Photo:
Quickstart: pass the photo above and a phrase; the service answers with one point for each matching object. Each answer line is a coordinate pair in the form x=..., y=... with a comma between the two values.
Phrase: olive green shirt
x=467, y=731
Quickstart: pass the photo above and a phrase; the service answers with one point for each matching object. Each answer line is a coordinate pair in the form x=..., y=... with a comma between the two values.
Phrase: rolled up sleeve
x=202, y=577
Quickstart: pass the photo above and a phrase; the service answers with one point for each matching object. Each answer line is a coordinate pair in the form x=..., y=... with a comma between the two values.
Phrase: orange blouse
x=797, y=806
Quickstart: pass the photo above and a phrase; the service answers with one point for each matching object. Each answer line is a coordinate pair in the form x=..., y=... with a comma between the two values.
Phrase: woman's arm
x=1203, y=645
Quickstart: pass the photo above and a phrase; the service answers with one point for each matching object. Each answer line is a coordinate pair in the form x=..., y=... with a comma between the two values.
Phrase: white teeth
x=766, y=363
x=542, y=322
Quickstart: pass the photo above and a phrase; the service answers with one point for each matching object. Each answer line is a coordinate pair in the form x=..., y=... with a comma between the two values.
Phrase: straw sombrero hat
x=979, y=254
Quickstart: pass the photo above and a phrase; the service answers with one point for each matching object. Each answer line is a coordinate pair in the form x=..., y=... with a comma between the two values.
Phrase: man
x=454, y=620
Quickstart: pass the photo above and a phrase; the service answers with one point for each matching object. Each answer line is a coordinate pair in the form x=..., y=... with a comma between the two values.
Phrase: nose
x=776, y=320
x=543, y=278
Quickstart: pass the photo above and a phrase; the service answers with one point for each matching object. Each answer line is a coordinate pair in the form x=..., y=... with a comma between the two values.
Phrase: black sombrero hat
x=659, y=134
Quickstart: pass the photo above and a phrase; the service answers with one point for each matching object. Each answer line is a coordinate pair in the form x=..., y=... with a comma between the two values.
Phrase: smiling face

Set exercise:
Rewrite everything from the start of the rows down to and including the line containing "x=1203, y=645", with "olive green shirt" changed to "dark green shirt" and nothing else altered.

Solution to this exercise:
Photo:
Quickstart: pass the photo above and a phrase; the service answers with one point for each matching object. Each answer line is a coordinate pair in the form x=..., y=... with a comma between the two values.
Phrase: dark green shirt
x=467, y=731
Quickstart: pass the photo above and a phrase; the service answers with one point for each matching object. Each answer line is a coordinate pair in the form x=..., y=... with a comma between the two values.
Phrase: rolled up sleeve
x=202, y=577
Quickstart: pass the photo above and a phrase; the service answers with one point for each matching object. Each answer line is a coordinate pair in the form x=..., y=... with a comma between the two values.
Phrase: orange blouse
x=797, y=806
Quickstart: pass the photo above and a phrase; the service answers with one point for each matching object. Each answer line is a coordinate pair in the form x=..., y=... with a comma between the two values.
Phrase: woman's arm
x=1203, y=645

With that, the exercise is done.